== Prompt ==
Return every line of the records below that contains the word "coat", treating uppercase and lowercase as different.

[A block of data]
◆ ◆ ◆ ◆ ◆ ◆ ◆
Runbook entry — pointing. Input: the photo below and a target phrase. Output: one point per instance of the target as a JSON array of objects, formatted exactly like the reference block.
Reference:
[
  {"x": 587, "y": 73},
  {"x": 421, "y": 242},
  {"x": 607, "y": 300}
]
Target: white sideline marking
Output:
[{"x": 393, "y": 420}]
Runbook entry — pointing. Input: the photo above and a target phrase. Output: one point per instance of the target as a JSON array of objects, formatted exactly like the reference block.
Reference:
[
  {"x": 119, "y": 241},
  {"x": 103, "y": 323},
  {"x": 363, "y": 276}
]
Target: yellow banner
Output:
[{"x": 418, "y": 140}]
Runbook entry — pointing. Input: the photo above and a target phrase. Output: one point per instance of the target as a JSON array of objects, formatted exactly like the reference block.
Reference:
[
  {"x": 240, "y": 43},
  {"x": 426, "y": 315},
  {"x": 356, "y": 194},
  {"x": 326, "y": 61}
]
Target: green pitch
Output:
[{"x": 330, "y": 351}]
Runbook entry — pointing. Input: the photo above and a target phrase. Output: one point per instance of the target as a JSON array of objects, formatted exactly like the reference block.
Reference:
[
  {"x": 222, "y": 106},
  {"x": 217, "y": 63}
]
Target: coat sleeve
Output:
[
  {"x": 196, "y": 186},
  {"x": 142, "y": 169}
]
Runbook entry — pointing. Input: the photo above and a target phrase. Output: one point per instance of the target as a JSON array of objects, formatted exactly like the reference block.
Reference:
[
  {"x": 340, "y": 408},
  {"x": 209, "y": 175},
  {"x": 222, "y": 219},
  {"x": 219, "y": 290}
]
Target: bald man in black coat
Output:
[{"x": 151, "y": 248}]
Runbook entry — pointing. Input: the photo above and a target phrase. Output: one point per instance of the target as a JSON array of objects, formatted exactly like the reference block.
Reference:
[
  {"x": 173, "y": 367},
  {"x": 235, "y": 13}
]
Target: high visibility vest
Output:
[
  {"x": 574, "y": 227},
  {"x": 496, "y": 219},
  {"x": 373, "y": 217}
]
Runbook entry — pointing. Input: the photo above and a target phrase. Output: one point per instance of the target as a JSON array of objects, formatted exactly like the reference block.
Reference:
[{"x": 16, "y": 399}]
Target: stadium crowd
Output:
◆ ◆ ◆ ◆ ◆ ◆ ◆
== Correct output ==
Target: coat sleeve
Target: bald man in black coat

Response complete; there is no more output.